• WHAT THIS TASK INVOLVES:
Restate each entry exactly, without pictures.
MATERIAL SUPPLIED section start
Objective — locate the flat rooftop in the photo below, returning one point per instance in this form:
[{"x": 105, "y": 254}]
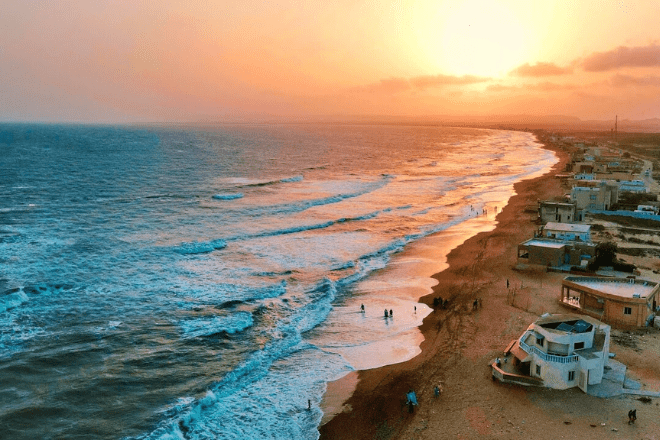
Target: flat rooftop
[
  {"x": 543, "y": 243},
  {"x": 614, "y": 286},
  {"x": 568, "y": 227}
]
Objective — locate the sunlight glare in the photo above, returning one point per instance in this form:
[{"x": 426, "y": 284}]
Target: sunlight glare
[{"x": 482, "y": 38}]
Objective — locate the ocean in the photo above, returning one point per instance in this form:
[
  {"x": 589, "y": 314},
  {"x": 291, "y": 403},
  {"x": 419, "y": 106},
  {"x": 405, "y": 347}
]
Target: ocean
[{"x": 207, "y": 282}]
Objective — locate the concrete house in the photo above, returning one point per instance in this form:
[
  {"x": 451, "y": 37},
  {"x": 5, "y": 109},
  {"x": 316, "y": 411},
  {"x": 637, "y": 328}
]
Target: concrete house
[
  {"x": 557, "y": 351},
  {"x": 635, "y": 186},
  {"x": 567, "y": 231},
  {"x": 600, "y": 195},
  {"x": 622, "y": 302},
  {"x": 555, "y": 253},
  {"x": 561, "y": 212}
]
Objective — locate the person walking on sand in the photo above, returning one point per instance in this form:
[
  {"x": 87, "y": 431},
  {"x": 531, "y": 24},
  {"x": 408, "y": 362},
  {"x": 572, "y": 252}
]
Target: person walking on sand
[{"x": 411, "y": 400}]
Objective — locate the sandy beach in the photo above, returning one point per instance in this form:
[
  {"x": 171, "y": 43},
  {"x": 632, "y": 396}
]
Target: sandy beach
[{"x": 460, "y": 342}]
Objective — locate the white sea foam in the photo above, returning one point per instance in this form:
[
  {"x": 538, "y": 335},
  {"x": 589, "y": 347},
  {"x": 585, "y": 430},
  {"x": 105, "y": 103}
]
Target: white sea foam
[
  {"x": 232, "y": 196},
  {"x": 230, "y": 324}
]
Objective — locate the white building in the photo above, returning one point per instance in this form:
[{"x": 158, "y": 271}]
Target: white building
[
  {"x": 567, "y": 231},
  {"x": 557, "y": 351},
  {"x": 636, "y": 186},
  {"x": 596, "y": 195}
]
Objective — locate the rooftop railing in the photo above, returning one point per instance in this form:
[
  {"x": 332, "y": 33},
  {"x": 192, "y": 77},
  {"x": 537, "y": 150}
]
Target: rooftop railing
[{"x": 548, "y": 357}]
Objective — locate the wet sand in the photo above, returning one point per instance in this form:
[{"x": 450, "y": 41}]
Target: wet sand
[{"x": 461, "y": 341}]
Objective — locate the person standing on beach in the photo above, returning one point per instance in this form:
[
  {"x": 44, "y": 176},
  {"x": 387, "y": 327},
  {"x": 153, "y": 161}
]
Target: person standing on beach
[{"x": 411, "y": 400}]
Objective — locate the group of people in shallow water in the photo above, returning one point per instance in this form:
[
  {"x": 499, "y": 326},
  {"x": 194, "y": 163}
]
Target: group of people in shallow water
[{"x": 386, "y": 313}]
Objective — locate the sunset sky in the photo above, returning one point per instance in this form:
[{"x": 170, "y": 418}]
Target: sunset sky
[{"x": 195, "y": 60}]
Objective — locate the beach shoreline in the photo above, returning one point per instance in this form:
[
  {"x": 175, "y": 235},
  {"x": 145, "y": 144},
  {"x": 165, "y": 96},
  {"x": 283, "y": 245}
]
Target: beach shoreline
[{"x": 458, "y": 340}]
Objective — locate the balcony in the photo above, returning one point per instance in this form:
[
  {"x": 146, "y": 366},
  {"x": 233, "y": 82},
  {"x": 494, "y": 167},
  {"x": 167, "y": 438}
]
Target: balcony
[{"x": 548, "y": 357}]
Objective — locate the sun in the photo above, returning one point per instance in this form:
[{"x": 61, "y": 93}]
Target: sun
MATERIAL SUPPLIED section end
• TASK SOLUTION:
Objective — locate the flat rooftop in the photo below, returning one point per instance in this form:
[{"x": 105, "y": 254}]
Target: flat rooftop
[
  {"x": 543, "y": 243},
  {"x": 614, "y": 286},
  {"x": 568, "y": 227}
]
Objective — locate the sunlight glare in the photo above, returning one point per instance in this form:
[{"x": 426, "y": 284}]
Target: sunlight glare
[{"x": 482, "y": 38}]
Objective — locate the ocean in the photo above, returning one point per instance in this form:
[
  {"x": 589, "y": 314},
  {"x": 291, "y": 403},
  {"x": 419, "y": 106},
  {"x": 405, "y": 347}
]
Target: ocean
[{"x": 207, "y": 282}]
Objective — locate the concrete house in the photo above, returning one point per instance in this form:
[
  {"x": 451, "y": 37},
  {"x": 5, "y": 109},
  {"x": 316, "y": 411},
  {"x": 637, "y": 328}
]
Target: concrete house
[
  {"x": 557, "y": 351},
  {"x": 635, "y": 186},
  {"x": 567, "y": 231},
  {"x": 600, "y": 195},
  {"x": 622, "y": 302},
  {"x": 555, "y": 253},
  {"x": 561, "y": 212}
]
Objective — locate the person walking on sand in the photo above, returning one point per instance in this form:
[
  {"x": 87, "y": 431},
  {"x": 531, "y": 24},
  {"x": 408, "y": 362},
  {"x": 572, "y": 252}
]
Target: person walking on sand
[{"x": 411, "y": 400}]
Objective — locate the sandy beach in the photo above, returning one point per instance in this form:
[
  {"x": 171, "y": 43},
  {"x": 632, "y": 396}
]
Target: sandy beach
[{"x": 460, "y": 342}]
Objective — locate the white sea foam in the photo above, returning one point per instance in this form:
[
  {"x": 538, "y": 335},
  {"x": 589, "y": 347},
  {"x": 585, "y": 430},
  {"x": 105, "y": 103}
]
Target: white sea foam
[
  {"x": 232, "y": 196},
  {"x": 230, "y": 324}
]
Objective — locate the white building in the photo above, returning one point per instance in this form:
[{"x": 158, "y": 271}]
Target: white building
[
  {"x": 567, "y": 231},
  {"x": 557, "y": 351},
  {"x": 636, "y": 186},
  {"x": 596, "y": 195}
]
Objective — locate the rooftop railing in the photo above, returning one point per instance in this form:
[
  {"x": 332, "y": 33},
  {"x": 192, "y": 77},
  {"x": 537, "y": 150}
]
Target: rooftop railing
[{"x": 548, "y": 357}]
Objective — locate the wet sand in the photo above, returning one point per instance in this form:
[{"x": 450, "y": 41}]
Target: wet sand
[{"x": 461, "y": 341}]
Objective — locate the person standing on beach in the photo above, returning one point per instance in this form:
[
  {"x": 44, "y": 176},
  {"x": 387, "y": 327},
  {"x": 153, "y": 161}
]
Target: person standing on beach
[{"x": 411, "y": 400}]
Objective — locate the group of people in shallow water in the photo above, returning one point per instance in this form:
[
  {"x": 499, "y": 326},
  {"x": 194, "y": 163}
]
Target: group of people in shallow water
[{"x": 386, "y": 313}]
Objective — locate the sunset sky in the photo above, returning one point per instance in this form:
[{"x": 170, "y": 418}]
Target: sunset sky
[{"x": 195, "y": 60}]
Objective — locate the beach shoreline in the photo above, returning one point per instance in this form:
[
  {"x": 175, "y": 235},
  {"x": 145, "y": 144},
  {"x": 165, "y": 96},
  {"x": 283, "y": 245}
]
Target: beach shoreline
[{"x": 458, "y": 340}]
Objective — locate the balcony in the photo above, returning one point per instance in this form:
[
  {"x": 146, "y": 366},
  {"x": 233, "y": 82},
  {"x": 494, "y": 167},
  {"x": 167, "y": 438}
]
Target: balcony
[{"x": 548, "y": 357}]
Objective — locate the sun in the photo above, returning one point per instance in this form:
[{"x": 61, "y": 93}]
Target: sun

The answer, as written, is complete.